═══ RAW DATA
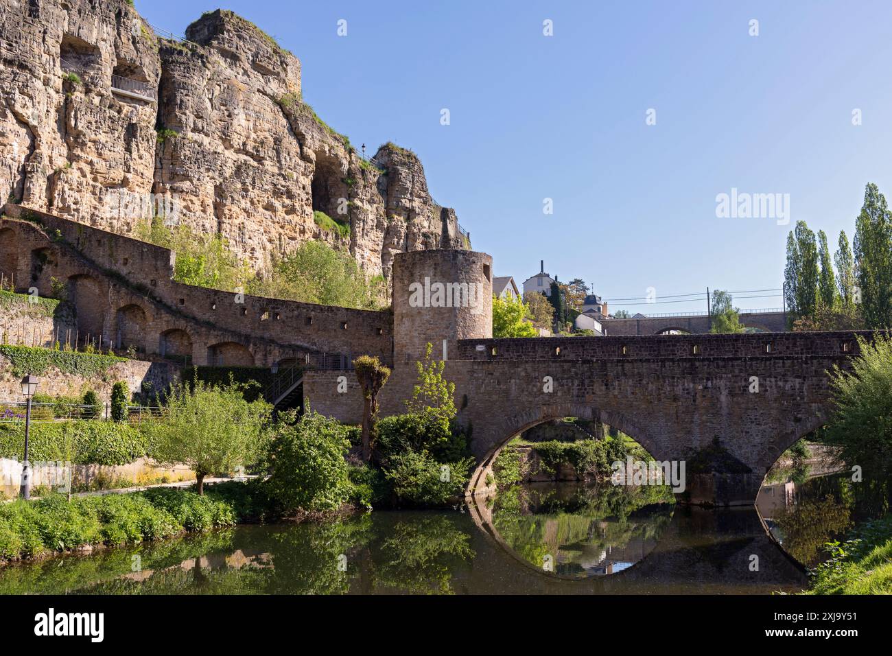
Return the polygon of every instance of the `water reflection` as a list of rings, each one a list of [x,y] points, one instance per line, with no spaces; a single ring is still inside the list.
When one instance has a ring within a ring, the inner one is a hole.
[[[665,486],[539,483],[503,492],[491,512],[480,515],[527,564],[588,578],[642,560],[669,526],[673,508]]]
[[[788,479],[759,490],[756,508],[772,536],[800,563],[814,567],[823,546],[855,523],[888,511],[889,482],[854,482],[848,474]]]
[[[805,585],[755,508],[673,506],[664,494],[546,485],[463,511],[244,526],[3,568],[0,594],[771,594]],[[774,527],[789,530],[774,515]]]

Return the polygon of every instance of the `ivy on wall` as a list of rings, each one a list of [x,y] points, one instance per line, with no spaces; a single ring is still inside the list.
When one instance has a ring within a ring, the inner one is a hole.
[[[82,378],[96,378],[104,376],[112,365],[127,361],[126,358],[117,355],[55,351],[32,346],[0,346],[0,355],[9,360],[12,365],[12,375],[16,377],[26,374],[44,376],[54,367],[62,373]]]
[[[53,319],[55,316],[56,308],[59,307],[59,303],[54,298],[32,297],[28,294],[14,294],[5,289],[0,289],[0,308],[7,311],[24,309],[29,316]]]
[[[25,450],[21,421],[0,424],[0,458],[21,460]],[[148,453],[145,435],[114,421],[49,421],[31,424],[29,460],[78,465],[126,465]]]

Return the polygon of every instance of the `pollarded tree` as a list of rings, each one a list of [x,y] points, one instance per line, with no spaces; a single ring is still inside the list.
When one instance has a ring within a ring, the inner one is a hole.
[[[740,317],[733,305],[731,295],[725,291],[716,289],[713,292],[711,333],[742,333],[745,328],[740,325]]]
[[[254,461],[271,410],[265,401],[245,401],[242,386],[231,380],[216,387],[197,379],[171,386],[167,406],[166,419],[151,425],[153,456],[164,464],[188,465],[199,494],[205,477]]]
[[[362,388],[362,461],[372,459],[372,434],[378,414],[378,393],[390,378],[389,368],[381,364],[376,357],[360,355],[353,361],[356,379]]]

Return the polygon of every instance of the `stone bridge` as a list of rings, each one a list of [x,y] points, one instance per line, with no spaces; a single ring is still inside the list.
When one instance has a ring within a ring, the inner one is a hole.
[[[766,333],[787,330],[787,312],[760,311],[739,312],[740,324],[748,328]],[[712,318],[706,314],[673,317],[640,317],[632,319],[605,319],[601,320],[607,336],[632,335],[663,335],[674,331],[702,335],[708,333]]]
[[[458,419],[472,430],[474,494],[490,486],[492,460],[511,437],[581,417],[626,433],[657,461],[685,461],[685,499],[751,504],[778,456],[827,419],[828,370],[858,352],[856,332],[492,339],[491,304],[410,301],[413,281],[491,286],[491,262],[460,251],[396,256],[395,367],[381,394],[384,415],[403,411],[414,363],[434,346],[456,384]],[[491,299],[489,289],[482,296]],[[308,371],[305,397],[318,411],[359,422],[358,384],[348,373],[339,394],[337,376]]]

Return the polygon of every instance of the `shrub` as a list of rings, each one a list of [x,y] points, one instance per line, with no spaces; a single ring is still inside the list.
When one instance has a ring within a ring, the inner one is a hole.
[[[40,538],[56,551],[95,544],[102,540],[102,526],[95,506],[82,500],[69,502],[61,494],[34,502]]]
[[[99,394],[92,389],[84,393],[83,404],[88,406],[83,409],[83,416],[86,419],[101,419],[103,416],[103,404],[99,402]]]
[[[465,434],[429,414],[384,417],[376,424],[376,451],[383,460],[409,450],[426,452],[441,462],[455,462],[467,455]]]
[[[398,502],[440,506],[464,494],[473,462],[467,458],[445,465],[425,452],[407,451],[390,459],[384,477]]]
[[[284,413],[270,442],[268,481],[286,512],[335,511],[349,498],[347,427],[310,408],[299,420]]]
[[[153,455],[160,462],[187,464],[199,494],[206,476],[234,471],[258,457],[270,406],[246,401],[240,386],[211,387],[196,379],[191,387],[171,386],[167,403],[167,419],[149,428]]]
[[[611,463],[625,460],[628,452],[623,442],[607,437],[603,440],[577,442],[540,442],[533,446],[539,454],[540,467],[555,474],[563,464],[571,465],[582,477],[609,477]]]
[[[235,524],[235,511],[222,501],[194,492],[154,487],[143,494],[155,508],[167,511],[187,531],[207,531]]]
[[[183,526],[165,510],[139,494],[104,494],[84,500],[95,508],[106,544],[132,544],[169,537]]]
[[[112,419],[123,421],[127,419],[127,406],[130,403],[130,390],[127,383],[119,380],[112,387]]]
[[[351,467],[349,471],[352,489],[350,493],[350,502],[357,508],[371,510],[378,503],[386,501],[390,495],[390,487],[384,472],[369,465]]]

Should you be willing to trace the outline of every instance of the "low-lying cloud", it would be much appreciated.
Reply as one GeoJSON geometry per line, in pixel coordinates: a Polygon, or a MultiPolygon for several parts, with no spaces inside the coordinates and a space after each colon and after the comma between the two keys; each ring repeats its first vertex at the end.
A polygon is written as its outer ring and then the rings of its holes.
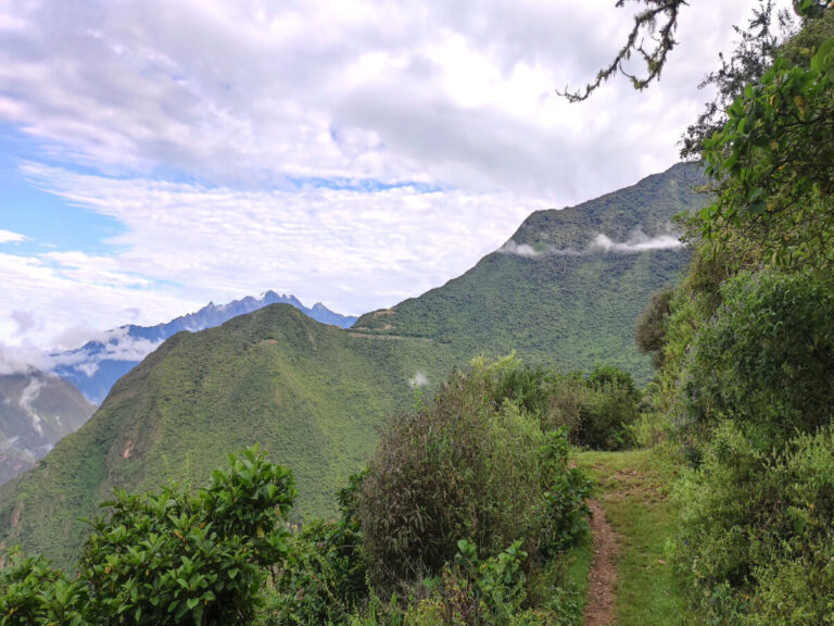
══════
■ WHAT YOU WILL DO
Copy out the material word for word, starting at the line that contains "Should you be" and ending at the end of the material. Leave the pictures out of your answer.

■ THE ANSWER
Should you be willing to trace the outline of every instance of the "low-lying cloud", it would be much appreciated.
Reply as one GeoJSON geometry per line, in pixel coordinates: a Polygon, or a MultiPolygon for several parts, with no spaces inside the coordinates and a space after each colon and after the comma between the two keys; each ring repeats its first vertex at the end.
A polygon is written as its outer ring and then the rings of its holes.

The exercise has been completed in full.